TASKS TO PERFORM:
1) According to the Codroy text, what connects Codroy Island to the mainland?
2) Decide whether each statement agrees with the Codroy text, answering yes or no and quoting the deciding words: (a) Captain Cook surveyed the area in 1765. (b) Holy Trinity Anglican Church was built in 1906. (c) Codroy Seafoods Incorporated is the largest employer.

TEXT SECTION:
########################################
Codroy is a community in the Codroy Valley of Newfoundland and Labrador, Canada.

It is a village with about 258 inhabitants, with most living in homes along Newfoundland and Labrador Route 406, the main road in the community.

==History==
The name "Codroy" is a contraction of the French Cap de Ray, pronounced and spelled as one word ("Cadarri"). The Codroy Valley is 10 km north of Cape Ray. There were different spellings until Captain Cook surveyed the area in 1765 and named it "Cod Roy" on his map, which remained the name since.

The village was part of a settlement process that began with English, French, and Mi'kmaq settlers in the late 1700s. Between 1820s to 1840s, Acadians and Irish Catholics began to migrate to the settlement.

Codroy Island is connected to the mainland by a breakwater causeway constructed to shelter Codroy Harbour and decrease erosion of land near the coastal regions of the village.

==Attractions==
Holy Trinity Anglican Church, a Carpenter Gothic-style wood church built in 1913 to replace the 1906 church destroyed in a wind storm in 1912, is a registered heritage structure. The church has a large cemetery with about 400 graves. Codroy remains predominantly Anglican after most surrounding area residents became Roman Catholic.

The Grand Codroy Estuary is nearby, as is Point Rosee, once thought to be a possible Norse site.

==Employers==
Codroy Seafoods Incorporated, which processes shellfish and groundfish and exports them to other places in North America and Europe, is the largest employer. It operates a fish processing facility in Codroy Harbour.
########################################
SOURCE MATERIAL:
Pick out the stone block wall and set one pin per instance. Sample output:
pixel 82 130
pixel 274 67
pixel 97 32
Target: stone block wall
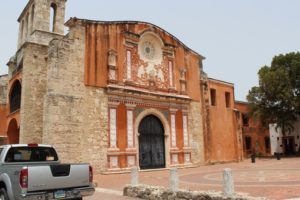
pixel 33 90
pixel 160 193
pixel 75 116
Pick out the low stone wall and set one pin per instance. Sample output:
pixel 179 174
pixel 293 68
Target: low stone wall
pixel 160 193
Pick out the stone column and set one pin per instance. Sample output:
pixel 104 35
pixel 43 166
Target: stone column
pixel 173 179
pixel 186 143
pixel 174 156
pixel 113 159
pixel 130 137
pixel 228 185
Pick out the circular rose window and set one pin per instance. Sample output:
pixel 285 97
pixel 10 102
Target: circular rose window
pixel 150 48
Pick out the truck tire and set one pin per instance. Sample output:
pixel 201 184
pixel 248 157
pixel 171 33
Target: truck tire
pixel 3 194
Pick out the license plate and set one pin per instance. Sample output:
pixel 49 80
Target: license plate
pixel 59 194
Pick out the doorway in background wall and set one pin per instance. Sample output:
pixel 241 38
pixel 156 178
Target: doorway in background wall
pixel 288 145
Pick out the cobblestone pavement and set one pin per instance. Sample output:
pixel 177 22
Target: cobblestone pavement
pixel 271 178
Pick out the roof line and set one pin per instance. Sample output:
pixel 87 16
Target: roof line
pixel 73 19
pixel 217 80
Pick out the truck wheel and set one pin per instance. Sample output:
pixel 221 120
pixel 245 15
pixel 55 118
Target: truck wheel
pixel 3 194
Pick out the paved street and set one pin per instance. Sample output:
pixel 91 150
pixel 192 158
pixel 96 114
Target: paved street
pixel 275 179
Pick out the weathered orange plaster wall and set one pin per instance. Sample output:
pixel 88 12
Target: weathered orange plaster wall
pixel 255 130
pixel 223 132
pixel 102 37
pixel 3 120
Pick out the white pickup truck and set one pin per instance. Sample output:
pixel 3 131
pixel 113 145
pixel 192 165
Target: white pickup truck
pixel 34 172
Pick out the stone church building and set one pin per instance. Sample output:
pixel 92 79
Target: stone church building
pixel 114 94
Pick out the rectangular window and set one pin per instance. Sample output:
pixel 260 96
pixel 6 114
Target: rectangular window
pixel 245 119
pixel 128 56
pixel 248 143
pixel 213 97
pixel 227 99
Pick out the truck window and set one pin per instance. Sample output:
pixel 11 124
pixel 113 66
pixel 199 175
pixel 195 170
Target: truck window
pixel 31 154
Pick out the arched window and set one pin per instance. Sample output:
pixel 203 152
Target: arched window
pixel 15 97
pixel 32 17
pixel 53 10
pixel 27 28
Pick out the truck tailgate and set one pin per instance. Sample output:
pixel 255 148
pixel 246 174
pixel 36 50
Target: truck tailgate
pixel 57 176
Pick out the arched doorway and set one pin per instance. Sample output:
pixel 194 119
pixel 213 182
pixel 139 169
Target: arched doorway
pixel 151 143
pixel 13 132
pixel 15 97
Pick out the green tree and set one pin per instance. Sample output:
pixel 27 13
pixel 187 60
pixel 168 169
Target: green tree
pixel 277 98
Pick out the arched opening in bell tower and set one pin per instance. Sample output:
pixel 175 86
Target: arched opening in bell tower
pixel 53 12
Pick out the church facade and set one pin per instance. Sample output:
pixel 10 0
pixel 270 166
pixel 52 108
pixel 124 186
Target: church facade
pixel 114 94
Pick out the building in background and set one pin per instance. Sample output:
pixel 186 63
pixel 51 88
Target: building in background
pixel 223 138
pixel 289 143
pixel 256 136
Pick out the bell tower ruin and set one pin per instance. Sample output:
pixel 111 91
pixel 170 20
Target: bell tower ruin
pixel 41 21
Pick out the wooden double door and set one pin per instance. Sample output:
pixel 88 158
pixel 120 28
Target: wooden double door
pixel 151 143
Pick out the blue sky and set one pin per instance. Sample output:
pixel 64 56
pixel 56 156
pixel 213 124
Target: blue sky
pixel 236 37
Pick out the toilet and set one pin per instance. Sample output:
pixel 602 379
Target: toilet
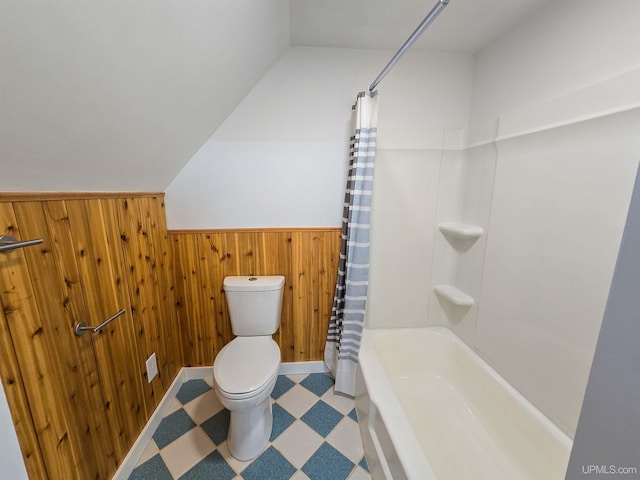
pixel 246 369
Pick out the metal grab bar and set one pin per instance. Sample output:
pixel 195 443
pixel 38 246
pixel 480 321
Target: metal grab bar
pixel 82 327
pixel 431 16
pixel 8 243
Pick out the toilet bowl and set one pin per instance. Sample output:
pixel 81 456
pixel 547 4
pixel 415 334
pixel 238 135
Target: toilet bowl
pixel 245 371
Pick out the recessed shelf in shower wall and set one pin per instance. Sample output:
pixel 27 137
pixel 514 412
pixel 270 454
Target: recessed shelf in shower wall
pixel 453 295
pixel 460 230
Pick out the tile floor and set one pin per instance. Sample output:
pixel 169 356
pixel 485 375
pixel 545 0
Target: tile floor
pixel 315 436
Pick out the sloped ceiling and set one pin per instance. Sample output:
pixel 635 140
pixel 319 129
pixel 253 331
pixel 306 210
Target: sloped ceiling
pixel 118 95
pixel 465 26
pixel 102 95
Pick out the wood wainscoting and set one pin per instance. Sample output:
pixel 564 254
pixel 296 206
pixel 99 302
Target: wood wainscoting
pixel 308 258
pixel 79 403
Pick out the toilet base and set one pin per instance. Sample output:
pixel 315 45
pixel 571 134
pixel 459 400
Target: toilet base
pixel 249 430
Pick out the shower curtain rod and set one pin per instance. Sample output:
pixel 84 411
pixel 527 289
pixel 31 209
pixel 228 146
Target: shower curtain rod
pixel 431 16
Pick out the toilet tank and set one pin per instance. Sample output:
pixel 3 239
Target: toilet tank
pixel 255 304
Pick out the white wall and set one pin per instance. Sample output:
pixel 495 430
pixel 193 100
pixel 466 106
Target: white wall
pixel 280 159
pixel 118 96
pixel 564 46
pixel 555 119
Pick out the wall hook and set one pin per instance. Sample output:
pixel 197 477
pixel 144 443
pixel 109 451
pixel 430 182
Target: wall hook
pixel 9 243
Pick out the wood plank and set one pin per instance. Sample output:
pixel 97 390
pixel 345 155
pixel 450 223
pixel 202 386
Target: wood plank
pixel 280 247
pixel 133 227
pixel 73 362
pixel 16 394
pixel 188 298
pixel 105 287
pixel 173 360
pixel 26 328
pixel 46 196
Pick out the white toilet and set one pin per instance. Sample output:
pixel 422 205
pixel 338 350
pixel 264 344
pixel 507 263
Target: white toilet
pixel 246 369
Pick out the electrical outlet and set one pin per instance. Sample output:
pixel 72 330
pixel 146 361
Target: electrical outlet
pixel 152 367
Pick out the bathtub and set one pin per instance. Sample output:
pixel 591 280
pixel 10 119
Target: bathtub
pixel 430 408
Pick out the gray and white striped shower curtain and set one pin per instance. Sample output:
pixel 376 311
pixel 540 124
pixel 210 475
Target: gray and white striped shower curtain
pixel 347 315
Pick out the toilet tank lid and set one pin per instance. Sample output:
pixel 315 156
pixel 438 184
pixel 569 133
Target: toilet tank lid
pixel 253 283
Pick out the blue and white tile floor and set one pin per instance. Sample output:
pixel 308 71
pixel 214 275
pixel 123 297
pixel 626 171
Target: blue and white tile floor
pixel 315 436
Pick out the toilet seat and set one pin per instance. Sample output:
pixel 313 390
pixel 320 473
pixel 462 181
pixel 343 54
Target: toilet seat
pixel 246 366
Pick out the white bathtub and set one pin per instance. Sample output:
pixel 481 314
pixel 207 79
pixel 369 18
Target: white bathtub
pixel 430 408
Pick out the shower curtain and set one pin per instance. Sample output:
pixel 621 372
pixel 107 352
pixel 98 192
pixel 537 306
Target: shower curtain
pixel 347 315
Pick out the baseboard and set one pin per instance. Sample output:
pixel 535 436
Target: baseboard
pixel 186 374
pixel 136 451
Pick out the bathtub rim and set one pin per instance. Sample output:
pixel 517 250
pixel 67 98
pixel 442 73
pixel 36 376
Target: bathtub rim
pixel 410 453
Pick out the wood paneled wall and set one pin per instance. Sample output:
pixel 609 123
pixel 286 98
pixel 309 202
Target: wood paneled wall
pixel 308 258
pixel 79 403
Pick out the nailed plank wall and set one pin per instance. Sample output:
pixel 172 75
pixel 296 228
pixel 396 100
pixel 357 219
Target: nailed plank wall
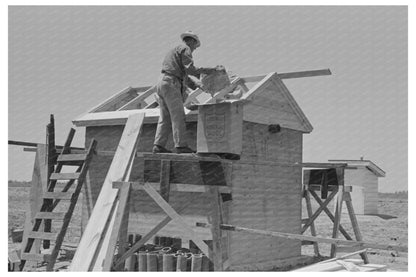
########################################
YOUR WRITTEN ANSWERS:
1) A breakwater causeway connects Codroy Island to the mainland.

2)
(a) Yes: "Captain Cook surveyed the area in 1765"
(b) No: "built in 1913 to replace the 1906 church destroyed in a wind storm in 1912"
(c) Yes: "Codroy Seafoods Incorporated, which processes shellfish and groundfish and exports them to other places in North America and Europe, is the largest employer"